Extract the material starting at the line containing "column 6, row 58." and ending at the line containing "column 589, row 248", both included, and reproduce those lines unchanged.

* EXTRACTED INFORMATION *
————

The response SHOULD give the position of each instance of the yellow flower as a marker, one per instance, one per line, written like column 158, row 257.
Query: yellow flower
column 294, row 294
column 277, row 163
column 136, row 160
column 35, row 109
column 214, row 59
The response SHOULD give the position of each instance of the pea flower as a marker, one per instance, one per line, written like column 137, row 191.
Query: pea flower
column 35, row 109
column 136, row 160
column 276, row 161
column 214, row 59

————

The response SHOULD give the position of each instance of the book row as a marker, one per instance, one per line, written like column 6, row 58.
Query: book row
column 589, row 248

————

* SOLUTION TO THE PROBLEM *
The response SHOULD give the position of each instance of the book row as a marker, one per instance, one per line, written like column 6, row 58.
Query: book row
column 589, row 248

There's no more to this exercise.